PROBLEM TO SOLVE:
Count the lines in the material below that contain the string "pasta", and report only that number.

PROVIDED RECORDS:
-----

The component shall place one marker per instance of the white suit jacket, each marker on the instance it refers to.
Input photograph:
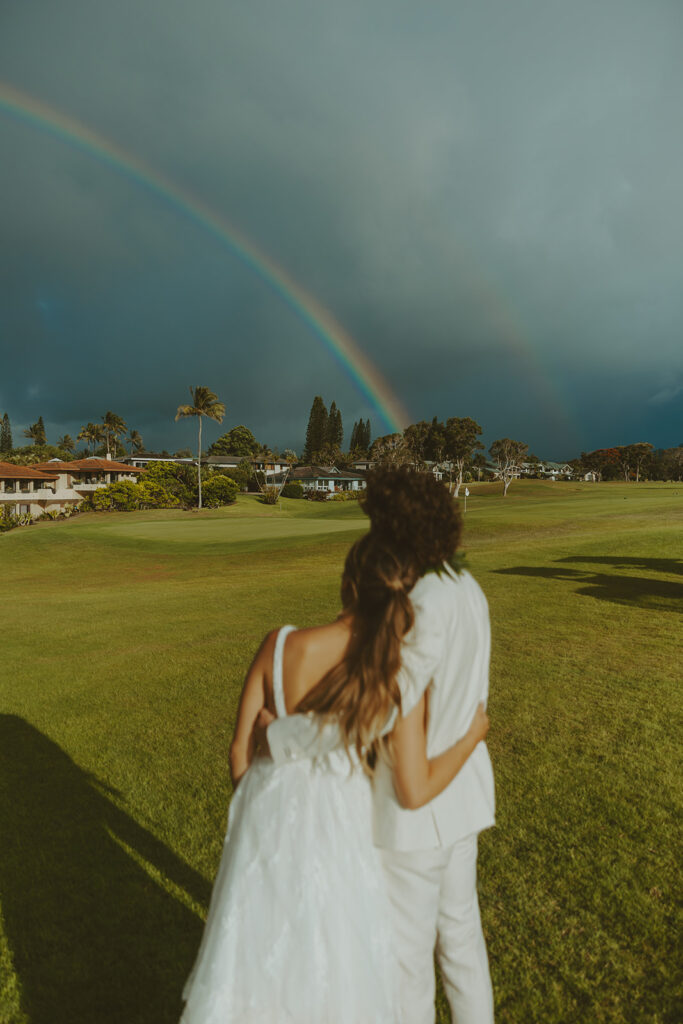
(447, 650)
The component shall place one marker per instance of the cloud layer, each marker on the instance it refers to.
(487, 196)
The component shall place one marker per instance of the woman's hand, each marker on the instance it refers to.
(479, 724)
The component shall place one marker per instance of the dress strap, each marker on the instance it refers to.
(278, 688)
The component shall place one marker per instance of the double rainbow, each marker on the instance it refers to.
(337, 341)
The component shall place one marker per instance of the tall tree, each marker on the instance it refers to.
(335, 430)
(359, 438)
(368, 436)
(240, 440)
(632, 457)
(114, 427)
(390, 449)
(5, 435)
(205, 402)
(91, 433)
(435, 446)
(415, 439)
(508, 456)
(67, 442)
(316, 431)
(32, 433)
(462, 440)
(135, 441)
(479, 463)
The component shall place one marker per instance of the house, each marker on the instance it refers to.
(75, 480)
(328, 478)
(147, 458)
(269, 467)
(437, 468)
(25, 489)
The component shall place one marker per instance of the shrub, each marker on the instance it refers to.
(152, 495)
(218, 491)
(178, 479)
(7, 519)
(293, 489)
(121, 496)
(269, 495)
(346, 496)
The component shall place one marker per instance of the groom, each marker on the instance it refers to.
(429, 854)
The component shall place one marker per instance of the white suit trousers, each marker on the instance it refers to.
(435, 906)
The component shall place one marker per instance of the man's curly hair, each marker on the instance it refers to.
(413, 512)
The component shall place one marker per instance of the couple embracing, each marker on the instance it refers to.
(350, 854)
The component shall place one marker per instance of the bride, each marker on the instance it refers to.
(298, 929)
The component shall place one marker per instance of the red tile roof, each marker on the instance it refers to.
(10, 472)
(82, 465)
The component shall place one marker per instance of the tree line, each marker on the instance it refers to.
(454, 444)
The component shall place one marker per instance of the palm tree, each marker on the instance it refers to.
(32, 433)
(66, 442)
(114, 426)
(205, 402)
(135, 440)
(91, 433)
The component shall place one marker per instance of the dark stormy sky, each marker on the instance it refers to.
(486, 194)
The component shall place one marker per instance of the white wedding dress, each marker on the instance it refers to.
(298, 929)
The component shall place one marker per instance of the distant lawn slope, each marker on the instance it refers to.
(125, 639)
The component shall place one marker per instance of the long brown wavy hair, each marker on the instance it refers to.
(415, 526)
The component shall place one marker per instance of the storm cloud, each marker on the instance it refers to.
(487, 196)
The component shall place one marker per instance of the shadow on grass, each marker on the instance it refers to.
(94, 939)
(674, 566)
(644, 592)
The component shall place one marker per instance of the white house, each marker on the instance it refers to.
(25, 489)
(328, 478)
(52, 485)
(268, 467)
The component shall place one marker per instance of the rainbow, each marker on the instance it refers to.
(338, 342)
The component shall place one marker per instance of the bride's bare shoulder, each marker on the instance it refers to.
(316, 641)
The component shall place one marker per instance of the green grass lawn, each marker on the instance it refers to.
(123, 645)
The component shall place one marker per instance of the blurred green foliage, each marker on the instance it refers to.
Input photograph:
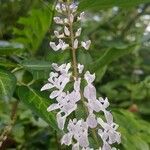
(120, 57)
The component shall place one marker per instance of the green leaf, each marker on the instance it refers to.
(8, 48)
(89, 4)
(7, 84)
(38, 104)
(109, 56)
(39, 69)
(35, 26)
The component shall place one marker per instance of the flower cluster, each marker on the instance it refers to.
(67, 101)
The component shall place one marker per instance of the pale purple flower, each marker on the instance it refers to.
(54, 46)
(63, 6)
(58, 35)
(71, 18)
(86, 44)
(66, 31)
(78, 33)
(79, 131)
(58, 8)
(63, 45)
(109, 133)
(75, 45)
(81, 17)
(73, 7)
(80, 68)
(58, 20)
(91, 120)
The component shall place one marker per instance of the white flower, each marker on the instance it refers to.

-----

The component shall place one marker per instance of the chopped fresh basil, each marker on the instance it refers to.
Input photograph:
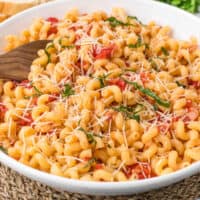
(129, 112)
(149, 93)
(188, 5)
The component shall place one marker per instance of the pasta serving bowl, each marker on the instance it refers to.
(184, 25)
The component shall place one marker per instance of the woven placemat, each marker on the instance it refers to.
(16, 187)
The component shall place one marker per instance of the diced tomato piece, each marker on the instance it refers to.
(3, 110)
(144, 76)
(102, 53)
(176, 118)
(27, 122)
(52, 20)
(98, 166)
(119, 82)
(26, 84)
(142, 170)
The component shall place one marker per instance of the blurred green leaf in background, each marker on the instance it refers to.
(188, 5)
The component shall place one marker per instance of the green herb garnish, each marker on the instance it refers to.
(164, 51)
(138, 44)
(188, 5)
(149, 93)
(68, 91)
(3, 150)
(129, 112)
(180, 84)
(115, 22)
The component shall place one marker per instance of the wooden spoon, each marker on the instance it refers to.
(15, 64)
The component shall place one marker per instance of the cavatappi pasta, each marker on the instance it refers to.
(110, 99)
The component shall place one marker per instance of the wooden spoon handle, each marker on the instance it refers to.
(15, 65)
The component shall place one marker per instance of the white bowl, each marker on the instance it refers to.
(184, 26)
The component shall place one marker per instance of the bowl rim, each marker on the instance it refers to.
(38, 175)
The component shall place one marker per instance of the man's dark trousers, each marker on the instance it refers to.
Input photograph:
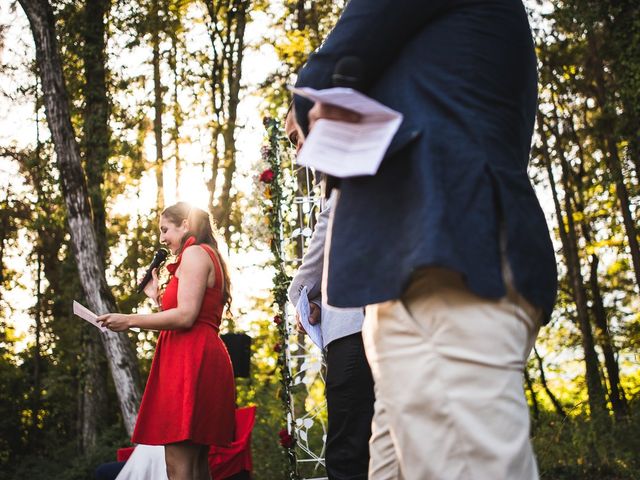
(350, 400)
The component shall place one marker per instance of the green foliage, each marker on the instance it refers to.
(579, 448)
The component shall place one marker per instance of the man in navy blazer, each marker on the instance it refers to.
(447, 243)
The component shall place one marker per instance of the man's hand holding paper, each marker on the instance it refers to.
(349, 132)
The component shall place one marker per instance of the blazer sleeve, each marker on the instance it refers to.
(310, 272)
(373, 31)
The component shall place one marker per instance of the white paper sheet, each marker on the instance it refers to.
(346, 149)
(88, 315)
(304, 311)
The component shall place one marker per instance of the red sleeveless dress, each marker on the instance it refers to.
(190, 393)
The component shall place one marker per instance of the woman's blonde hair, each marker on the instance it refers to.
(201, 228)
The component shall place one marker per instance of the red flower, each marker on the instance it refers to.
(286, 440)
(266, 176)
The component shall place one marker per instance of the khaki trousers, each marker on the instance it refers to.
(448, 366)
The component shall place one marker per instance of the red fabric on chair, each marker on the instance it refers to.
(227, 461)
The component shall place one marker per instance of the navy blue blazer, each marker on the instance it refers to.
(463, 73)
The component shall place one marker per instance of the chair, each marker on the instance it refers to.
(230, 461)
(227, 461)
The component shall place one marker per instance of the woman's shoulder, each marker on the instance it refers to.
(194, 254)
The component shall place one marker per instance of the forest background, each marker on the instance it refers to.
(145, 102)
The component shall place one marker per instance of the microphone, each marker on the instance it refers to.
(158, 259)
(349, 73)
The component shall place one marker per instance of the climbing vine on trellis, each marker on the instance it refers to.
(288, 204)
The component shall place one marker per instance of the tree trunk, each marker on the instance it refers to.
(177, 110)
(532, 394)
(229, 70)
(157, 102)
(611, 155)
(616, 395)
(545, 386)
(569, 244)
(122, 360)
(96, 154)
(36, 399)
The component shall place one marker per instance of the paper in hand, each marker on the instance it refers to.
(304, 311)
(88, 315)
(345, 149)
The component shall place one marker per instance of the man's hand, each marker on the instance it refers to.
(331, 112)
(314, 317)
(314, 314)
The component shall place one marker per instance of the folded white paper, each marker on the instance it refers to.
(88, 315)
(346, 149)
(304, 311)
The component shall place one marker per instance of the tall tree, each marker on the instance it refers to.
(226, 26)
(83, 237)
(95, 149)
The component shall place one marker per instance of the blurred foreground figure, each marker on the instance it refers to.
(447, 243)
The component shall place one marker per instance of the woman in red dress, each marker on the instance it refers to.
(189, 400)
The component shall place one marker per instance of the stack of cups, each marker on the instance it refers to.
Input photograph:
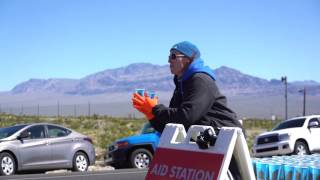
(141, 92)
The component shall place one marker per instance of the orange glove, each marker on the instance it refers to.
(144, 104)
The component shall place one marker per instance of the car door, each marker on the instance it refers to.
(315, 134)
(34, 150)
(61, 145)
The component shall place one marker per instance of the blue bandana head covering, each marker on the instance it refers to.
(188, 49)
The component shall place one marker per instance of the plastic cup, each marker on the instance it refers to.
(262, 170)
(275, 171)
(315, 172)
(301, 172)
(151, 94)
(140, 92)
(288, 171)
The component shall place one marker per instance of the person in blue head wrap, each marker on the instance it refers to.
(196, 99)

-----

ANSWER TO THE TASK:
2